- What to work on -
Quote the lines of the data between the line holding "Target: ocean water" and the line holding "(1336, 564)", inclusive, and repeat them without any change.

--- START ---

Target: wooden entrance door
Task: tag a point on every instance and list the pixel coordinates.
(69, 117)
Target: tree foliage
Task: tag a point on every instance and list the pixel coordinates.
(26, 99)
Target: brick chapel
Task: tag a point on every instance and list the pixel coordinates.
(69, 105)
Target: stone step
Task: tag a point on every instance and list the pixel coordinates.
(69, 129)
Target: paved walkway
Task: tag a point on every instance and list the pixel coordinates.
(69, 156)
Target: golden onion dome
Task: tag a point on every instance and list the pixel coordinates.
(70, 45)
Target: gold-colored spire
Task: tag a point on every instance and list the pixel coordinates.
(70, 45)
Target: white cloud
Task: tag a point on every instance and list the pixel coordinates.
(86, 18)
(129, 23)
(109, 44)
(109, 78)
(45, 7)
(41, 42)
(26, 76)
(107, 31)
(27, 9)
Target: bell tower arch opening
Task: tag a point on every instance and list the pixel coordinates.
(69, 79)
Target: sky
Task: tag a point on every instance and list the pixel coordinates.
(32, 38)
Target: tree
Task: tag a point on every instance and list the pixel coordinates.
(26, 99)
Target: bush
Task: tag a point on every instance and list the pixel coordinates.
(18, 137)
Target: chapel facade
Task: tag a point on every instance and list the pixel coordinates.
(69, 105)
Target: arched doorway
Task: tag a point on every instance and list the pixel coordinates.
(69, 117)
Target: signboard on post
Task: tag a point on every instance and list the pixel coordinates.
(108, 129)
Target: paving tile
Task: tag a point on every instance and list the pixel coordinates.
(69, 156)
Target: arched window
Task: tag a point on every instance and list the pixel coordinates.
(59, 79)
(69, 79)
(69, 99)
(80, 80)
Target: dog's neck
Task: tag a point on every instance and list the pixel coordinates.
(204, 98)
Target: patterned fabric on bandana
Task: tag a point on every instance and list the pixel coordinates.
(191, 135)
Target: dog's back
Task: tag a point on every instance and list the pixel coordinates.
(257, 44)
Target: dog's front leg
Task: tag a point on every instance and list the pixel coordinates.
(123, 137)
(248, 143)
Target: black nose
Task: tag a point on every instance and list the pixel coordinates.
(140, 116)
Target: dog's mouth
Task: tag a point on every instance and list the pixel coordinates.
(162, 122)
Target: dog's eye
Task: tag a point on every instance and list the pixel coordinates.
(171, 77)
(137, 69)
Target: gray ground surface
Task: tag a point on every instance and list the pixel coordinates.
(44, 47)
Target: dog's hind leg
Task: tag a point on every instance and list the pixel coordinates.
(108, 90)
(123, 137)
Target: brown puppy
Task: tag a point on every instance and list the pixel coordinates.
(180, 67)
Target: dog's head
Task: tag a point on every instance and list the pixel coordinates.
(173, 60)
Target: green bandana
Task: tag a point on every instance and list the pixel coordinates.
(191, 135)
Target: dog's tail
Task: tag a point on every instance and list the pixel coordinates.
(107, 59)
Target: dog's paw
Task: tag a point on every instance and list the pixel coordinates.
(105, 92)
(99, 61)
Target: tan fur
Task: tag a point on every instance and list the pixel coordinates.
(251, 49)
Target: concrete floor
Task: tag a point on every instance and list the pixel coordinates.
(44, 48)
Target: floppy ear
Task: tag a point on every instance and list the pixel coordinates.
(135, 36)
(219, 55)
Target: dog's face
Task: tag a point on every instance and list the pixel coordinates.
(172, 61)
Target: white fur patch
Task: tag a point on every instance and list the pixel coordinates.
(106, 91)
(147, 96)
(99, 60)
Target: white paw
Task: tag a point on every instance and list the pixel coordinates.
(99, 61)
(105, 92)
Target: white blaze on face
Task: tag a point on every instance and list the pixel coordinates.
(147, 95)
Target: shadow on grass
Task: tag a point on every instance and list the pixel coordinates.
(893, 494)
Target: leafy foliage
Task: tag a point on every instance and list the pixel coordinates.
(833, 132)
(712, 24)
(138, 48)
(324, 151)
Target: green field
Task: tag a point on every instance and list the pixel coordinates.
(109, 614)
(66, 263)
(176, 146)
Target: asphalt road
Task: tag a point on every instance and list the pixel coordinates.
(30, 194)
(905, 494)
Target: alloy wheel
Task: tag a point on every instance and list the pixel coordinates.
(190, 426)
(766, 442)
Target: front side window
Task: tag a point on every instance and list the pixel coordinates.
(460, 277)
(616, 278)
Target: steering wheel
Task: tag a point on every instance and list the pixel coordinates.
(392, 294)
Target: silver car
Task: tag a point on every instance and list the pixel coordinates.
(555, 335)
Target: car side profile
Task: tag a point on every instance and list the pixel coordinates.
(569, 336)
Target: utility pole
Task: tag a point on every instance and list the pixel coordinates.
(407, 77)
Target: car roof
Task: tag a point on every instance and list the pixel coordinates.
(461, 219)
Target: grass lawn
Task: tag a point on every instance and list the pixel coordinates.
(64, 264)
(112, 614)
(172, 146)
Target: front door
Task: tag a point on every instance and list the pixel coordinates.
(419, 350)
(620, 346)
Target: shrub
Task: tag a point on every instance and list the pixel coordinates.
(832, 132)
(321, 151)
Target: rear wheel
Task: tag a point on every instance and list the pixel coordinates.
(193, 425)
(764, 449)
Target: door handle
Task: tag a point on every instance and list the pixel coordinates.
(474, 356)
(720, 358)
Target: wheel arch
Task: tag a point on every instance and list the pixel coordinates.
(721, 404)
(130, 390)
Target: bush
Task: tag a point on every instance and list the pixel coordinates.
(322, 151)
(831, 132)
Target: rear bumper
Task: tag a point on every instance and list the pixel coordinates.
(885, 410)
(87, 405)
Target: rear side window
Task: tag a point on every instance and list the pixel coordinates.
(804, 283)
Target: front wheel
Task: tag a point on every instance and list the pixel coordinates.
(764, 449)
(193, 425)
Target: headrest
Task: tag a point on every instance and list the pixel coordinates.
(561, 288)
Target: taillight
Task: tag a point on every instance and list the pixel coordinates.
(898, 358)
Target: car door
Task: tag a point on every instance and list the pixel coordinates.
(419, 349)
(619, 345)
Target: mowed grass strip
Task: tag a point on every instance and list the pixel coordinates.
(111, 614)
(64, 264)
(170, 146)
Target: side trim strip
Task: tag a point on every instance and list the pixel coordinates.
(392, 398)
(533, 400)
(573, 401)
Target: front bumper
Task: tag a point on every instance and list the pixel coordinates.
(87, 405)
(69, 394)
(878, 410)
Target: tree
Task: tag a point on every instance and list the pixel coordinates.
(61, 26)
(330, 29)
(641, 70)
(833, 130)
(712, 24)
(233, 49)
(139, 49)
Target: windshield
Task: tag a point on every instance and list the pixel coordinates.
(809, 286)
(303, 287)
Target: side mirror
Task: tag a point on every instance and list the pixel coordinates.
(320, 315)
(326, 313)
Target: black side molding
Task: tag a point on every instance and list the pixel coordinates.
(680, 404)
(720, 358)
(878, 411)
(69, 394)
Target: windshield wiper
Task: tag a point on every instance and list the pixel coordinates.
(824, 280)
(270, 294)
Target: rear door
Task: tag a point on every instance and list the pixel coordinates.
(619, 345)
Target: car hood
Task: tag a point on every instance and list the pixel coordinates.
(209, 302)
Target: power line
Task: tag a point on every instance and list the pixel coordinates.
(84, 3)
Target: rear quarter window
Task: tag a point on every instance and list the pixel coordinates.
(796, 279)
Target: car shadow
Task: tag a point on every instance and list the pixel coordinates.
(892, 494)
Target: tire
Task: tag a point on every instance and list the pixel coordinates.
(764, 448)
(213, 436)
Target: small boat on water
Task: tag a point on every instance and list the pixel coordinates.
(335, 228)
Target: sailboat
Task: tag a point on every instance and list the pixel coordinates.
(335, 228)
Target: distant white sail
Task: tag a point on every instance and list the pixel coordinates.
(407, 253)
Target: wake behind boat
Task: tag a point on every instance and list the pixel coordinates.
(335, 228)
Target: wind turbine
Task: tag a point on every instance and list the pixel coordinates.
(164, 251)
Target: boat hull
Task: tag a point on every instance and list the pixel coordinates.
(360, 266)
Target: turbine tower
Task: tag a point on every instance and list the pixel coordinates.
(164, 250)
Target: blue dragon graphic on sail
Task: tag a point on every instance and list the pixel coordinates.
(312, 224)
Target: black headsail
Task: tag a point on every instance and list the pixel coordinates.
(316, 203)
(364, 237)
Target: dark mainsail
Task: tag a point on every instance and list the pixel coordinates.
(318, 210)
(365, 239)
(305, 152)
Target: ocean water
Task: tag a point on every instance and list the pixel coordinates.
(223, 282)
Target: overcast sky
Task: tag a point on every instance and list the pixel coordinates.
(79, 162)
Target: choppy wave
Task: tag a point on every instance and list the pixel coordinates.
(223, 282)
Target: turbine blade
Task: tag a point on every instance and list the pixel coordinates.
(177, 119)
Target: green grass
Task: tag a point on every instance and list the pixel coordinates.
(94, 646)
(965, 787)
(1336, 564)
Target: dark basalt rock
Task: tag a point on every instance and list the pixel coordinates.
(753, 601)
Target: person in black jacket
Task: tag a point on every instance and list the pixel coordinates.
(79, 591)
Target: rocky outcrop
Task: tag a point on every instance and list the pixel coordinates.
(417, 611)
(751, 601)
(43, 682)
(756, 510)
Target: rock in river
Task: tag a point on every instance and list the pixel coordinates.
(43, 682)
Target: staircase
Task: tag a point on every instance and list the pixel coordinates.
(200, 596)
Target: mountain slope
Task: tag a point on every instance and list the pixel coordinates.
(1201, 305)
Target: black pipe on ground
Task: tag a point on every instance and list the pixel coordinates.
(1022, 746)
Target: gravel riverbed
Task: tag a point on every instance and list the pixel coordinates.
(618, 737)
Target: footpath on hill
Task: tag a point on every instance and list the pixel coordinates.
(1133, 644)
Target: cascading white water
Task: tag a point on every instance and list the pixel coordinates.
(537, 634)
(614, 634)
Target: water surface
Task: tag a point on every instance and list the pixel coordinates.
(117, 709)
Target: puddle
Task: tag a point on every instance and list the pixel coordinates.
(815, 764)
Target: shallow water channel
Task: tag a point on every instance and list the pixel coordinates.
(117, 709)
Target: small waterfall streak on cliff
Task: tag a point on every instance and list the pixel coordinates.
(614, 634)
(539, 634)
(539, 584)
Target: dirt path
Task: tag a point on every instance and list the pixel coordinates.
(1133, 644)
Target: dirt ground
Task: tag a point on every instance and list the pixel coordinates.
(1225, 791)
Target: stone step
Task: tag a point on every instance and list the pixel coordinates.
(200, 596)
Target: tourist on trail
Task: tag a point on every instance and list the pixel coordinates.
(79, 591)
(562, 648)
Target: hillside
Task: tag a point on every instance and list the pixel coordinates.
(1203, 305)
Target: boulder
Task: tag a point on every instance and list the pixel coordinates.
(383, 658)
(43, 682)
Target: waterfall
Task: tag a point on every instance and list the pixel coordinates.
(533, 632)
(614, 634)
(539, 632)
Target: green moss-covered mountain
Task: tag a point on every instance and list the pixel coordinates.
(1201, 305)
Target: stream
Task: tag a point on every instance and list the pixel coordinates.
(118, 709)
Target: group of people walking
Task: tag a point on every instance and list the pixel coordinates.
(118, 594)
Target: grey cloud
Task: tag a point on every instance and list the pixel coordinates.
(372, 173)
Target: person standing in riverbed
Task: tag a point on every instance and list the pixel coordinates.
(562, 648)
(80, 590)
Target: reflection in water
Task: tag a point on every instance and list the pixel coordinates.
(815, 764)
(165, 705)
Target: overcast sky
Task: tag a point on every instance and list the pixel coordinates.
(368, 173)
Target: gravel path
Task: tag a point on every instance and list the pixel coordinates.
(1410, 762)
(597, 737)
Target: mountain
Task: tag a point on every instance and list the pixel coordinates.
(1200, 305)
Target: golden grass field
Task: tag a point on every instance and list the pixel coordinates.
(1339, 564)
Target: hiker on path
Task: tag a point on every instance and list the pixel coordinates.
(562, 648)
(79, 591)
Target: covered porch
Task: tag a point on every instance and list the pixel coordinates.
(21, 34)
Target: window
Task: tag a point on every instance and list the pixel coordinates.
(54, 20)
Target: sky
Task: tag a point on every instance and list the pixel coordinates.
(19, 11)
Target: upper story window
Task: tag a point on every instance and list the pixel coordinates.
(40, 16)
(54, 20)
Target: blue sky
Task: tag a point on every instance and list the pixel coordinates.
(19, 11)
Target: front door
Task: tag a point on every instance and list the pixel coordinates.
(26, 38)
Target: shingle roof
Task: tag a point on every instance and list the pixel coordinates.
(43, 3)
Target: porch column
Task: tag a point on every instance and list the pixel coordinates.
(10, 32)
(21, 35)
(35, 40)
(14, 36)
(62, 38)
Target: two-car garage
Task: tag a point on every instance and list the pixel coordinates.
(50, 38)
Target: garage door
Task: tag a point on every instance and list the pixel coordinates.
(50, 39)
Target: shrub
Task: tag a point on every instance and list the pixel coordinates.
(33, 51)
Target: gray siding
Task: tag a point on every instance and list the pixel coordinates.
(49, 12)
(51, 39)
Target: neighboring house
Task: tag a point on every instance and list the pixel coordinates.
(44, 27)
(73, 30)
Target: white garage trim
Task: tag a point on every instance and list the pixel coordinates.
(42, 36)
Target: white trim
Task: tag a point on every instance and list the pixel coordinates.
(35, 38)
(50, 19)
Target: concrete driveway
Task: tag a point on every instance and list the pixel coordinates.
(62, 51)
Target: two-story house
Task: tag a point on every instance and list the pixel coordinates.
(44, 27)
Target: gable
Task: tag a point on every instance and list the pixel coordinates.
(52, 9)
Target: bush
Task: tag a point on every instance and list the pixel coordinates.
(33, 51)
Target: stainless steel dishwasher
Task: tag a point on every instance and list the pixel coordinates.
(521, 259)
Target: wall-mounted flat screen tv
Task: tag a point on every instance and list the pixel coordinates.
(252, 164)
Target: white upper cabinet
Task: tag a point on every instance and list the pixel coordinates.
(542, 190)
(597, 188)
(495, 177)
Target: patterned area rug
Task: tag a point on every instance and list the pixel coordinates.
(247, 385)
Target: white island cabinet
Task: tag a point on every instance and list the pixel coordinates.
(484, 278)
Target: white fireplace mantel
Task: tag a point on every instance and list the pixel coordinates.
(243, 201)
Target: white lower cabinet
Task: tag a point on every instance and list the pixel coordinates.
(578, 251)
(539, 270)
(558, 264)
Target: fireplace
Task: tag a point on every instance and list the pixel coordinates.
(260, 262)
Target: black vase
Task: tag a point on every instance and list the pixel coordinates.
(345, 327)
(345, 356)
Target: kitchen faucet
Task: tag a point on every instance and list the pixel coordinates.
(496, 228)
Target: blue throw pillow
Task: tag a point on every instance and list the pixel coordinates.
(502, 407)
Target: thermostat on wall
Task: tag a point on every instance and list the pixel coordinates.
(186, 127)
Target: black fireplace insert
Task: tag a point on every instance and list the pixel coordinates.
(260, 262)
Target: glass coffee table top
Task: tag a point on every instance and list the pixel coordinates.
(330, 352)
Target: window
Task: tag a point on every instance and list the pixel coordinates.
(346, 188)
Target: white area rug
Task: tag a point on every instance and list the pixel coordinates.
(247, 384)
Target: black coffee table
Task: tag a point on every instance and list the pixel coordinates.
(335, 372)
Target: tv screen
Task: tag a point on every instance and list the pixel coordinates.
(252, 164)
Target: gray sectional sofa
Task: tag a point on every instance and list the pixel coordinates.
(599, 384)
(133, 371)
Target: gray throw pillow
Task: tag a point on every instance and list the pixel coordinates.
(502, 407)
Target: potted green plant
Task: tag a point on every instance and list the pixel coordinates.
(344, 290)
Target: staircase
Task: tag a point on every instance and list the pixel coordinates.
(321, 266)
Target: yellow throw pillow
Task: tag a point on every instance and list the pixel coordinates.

--- END ---

- Result -
Target: ocean water
Task: tag a point on every instance and list the pixel coordinates.
(223, 282)
Target: overcast sky
Task: tag a point on every instance and list the pixel coordinates.
(79, 162)
Target: choppy wave
Task: tag a point on every instance and list the pixel coordinates.
(223, 282)
Target: turbine blade
Task: tag a point on every instance and list the pixel coordinates.
(177, 119)
Target: green grass
Task: tag a point on every instance and list the pixel coordinates.
(94, 646)
(965, 787)
(1336, 564)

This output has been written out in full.